### Selected passage
------------------------------------------------------------------------

The manifest yaml/hiveserver2-service.yaml defines a Service for exposing HiveServer2 to the outside of the Minikube cluster. Define a Service for HiveServer2 Pod using the IP address of the local machine. By default, HiveServer2 uses port 9852 for Thrift transport and port 10001 for HTTP transport.

vi yaml/hiveserver2-service.yaml

spec:
ports:
- protocol: TCP
port: 9852
targetPort: 9852
name: thrift
- protocol: TCP
port: 10001
targetPort: 10001
name: http
externalIPs:
- 192.168.10.1 # use your IP address

Configuring MR3 DAGAppMaster and ContainerWorker Pods

Open conf/mr3-site.xml and set the configuration key mr3.k8s.pod.image.pull.policy to IfNotPresent because we download the Docker image from DockerHub. Set the configuration key mr3.k8s.pod.worker.hostpaths to the local directory for the hostPath PersistentVolume.

vi conf/mr3-site.xml

<property>
<name>mr3.k8s.pod.image.pull.policy</name>
<value>IfNotPresent</value>
</property>

<property>
<name>mr3.k8s.pod.worker.hostpaths</name>
<value>/data1/gla/k8s</value>
</property>

Configuring security

Update the following configuration keys in conf/hive-site.xml.

  • The two configuration keys javax.jdo.option.ConnectionUserName and javax.jdo.option.ConnectionPassword should match the user name and password of the MySQL server for Metastore.
  • hive.metastore.pre.event.listeners is set to empty because we do not enable security on the Metastore side.
  • hive.security.authorization.manager is set to use SQLStdHiveAuthorizerFactory.

------------------------------------------------------------------------

### Available data
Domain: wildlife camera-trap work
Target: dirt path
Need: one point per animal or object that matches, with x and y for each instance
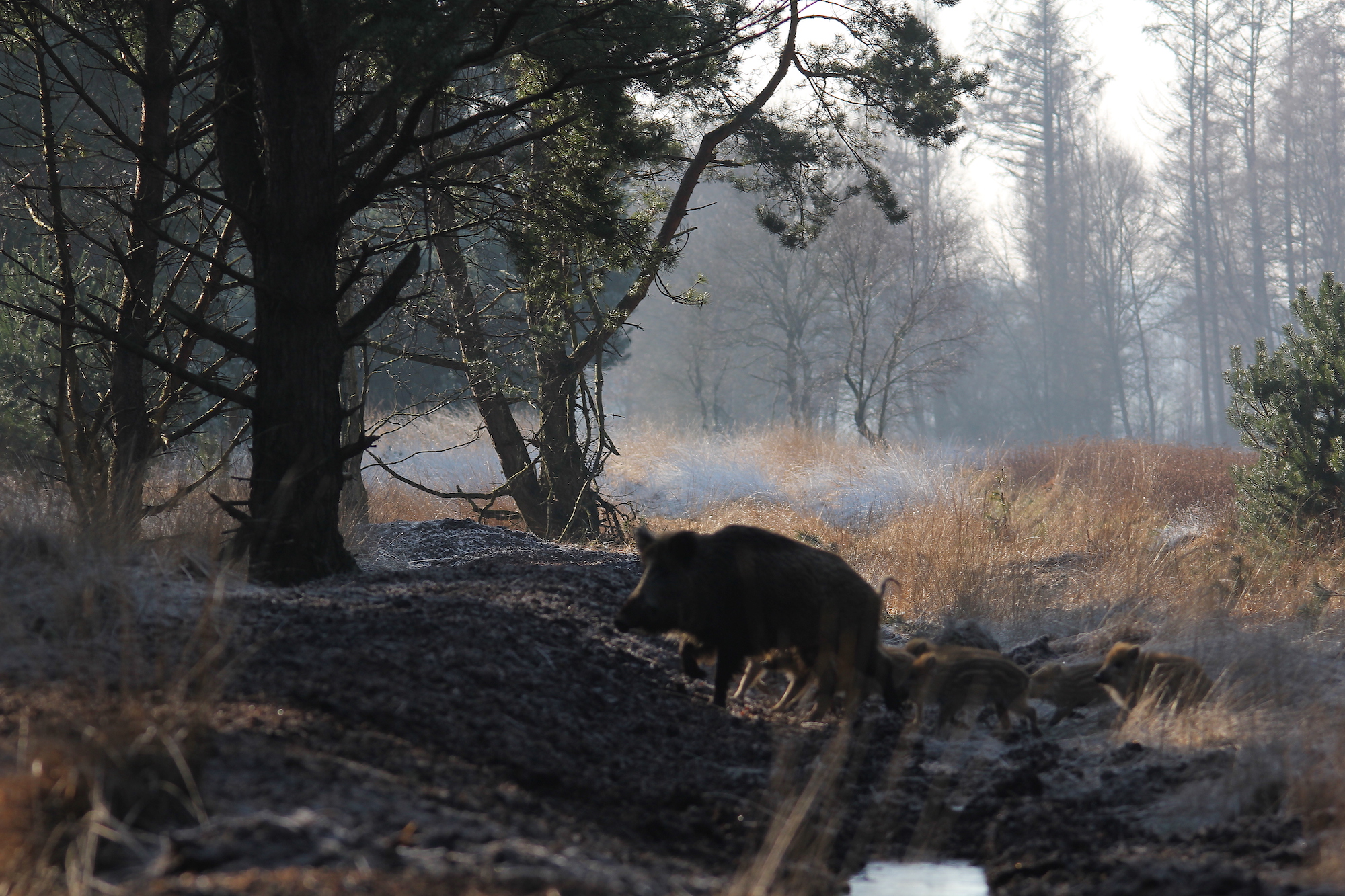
(466, 712)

------------------------------------------------------------------------

### Required actions
**1.** Using the HiveServer2 setup passage, answer these questions:
(a) Which port does HiveServer2 use by default for HTTP transport?
(b) What value is the configuration key mr3.k8s.pod.image.pull.policy set to?
(c) Why is hive.metastore.pre.event.listeners set to empty?
**2.** Turn the paragraph of the HiveServer2 setup passage that begins "Open conf/mr3-site.xml and set" into a short list that keeps its main facts.
**3.** Reproduce the part of the HiveServer2 setup passage that opens with the words containing "Configuring security" and closes with "server for Metastore.", renaming "Metastore" to "Hive Metastore" throughout.

### Solutions to the problems
**1.**
(a) Port 10001.
(b) IfNotPresent.
(c) Because security is not enabled on the Metastore side.

**2.**
- In conf/mr3-site.xml, set mr3.k8s.pod.image.pull.policy to IfNotPresent, since the Docker image is downloaded from DockerHub.
- Set mr3.k8s.pod.worker.hostpaths to the local directory for the hostPath PersistentVolume.

**3.**
Configuring security

Update the following configuration keys in conf/hive-site.xml.

  • The two configuration keys javax.jdo.option.ConnectionUserName and javax.jdo.option.ConnectionPassword should match the user name and password of the MySQL server for Hive Metastore.